[START Text segment]
Part 4: The Magpie
Chapter 4: The Magpie
Last time, Diermot had just met Luthern the blacksmith (and his mother). Now he must find any information he can about Goewin, who has gone missing.
I can't help but notice that Luthern isn't actually making anything, he's just hitting his anvil with his hammer.
Since you haven't seen everywhere yet, let's head into the market place, which is just a skip and a jump from here.
THE MARKET PLACE. Two buildings face the open square; one is a shop with its wares displaced either side of the open door. The windows of the other are boarded up and it seems uninhabited.
That Skorl sure seems to be keeping a close eye on the uninhabited house. There must be something important in there.
Here comes Gwyn, she's always good for gossip. Maybe she knows about Goewin?
Gwyn: She nursed her poor father when not even his own potions could save him, and learned all he knew before the old man passed away.
Not particularly uselful, but pretty interesting all the same. Let's have a look through the shop window and see what's on offer.
The shopkeeper pulls faces at us through the window. What a free-spirited soul he is.
Here comes Gwyn to pick up some odds and ends.
Gwyn: Have you got anything for cockroaches, Ewan?
Gwyn: I want to get rid of them, not eat them!
Stranger: Just my little joke, Gwyn.
And so, Gwyn leaves the shop empty handed and offended. I like this shopkeeper. He seems like good people.
Let's go in and have a look around.
THE VILLAGE SHOP. The little shop is full of curios, not the least being the odd looking man behind the counter. Although the shelves hold many items on display there is a noticeable lack of foodstuff.
Let's introduce ourselves to the shopkeeper.
His face is dominated by a prominent, twisted nose which looks as if it has been broken at some time in the past.
Diermot: Greetings, stranger. What is your name?
It doesn't matter what we pick here, we won't be getting any mushrooms. So let's just say no.
Diermot: What do you know of Goewin?
Ewan: She's disappeared, probably off to join a convent I'd imagine.
That seems doubtful.
Remember that metal bar that Mallin gave us in chapter 2? Well, here is where we part with it. We were told Ewan would pay us for it, so let's see.
Ewan: Ah! Well done, young man. You deserve a reward for your troubles. Here, some pocket money and a fabulous, sparkling blue jewel on a delicate silver chain. Unfortunately it's paste, but it's as pretty as a parsnip!
Looks like Goewin has returned to do more shopping.
Ewan: Certainly, Gwyn. What culinary delights are you planning today?
[END Text segment]
* **Goal of the exercise**
Return a verbatim passage from the game walkthrough, starting at the words "That Skorl sure" and ending after "a look around.". You won't need the records that follow this text.
[START Supplied material]
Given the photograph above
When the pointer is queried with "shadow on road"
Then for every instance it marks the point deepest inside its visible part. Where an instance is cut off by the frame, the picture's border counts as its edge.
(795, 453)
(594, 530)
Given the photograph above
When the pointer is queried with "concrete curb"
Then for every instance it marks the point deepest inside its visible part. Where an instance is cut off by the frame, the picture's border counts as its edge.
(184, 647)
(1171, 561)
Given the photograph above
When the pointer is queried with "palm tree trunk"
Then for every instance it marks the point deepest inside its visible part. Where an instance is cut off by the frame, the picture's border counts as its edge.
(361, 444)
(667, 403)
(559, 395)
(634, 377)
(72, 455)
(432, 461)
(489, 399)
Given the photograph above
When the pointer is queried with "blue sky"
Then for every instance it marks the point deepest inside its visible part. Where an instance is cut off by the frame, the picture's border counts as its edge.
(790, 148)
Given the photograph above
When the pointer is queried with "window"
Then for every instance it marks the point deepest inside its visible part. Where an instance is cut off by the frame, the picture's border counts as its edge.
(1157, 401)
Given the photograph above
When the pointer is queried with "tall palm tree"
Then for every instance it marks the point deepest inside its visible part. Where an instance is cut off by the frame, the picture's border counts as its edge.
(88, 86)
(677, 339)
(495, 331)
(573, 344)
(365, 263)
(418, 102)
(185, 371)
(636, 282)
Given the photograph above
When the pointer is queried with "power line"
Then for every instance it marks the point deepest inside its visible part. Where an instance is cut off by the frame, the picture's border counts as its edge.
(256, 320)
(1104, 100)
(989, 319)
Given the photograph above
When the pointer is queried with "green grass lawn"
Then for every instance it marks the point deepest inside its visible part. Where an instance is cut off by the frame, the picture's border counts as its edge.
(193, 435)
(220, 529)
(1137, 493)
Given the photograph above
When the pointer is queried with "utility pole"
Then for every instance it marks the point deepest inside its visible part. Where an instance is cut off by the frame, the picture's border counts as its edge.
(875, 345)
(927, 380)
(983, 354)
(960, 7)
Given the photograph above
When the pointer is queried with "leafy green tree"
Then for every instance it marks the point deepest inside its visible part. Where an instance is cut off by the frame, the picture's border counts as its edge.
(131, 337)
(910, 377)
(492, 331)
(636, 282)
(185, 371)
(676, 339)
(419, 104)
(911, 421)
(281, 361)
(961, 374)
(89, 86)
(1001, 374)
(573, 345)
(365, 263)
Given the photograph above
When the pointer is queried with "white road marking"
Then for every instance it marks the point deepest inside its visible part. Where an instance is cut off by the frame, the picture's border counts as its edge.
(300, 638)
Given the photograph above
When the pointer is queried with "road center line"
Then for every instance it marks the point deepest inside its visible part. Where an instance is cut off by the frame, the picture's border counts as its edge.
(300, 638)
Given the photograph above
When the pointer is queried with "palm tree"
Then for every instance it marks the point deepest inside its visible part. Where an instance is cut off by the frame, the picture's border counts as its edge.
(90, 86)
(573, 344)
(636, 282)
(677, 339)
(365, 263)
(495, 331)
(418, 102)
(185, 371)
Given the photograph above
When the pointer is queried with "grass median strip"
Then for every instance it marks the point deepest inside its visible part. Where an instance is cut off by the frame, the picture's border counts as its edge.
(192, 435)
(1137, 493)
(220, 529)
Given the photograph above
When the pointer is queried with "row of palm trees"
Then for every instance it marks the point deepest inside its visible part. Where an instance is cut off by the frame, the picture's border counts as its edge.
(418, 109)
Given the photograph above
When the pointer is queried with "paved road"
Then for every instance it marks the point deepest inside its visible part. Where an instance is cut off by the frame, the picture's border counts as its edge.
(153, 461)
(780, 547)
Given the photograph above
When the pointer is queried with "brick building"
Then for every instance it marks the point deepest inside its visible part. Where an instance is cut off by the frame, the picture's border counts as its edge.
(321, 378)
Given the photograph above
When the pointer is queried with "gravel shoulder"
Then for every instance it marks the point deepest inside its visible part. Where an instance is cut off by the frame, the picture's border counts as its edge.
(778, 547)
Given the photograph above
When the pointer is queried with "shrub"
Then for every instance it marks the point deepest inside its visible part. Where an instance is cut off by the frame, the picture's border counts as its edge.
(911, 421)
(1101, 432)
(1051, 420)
[END Supplied material]
* **Written response**
That Skorl sure seems to be keeping a close eye on the uninhabited house. There must be something important in there.
Here comes Gwyn, she's always good for gossip. Maybe she knows about Goewin?
Gwyn: She nursed her poor father when not even his own potions could save him, and learned all he knew before the old man passed away.
Not particularly uselful, but pretty interesting all the same. Let's have a look through the shop window and see what's on offer.
The shopkeeper pulls faces at us through the window. What a free-spirited soul he is.
Here comes Gwyn to pick up some odds and ends.
Gwyn: Have you got anything for cockroaches, Ewan?
Gwyn: I want to get rid of them, not eat them!
Stranger: Just my little joke, Gwyn.
And so, Gwyn leaves the shop empty handed and offended. I like this shopkeeper. He seems like good people.
Let's go in and have a look around.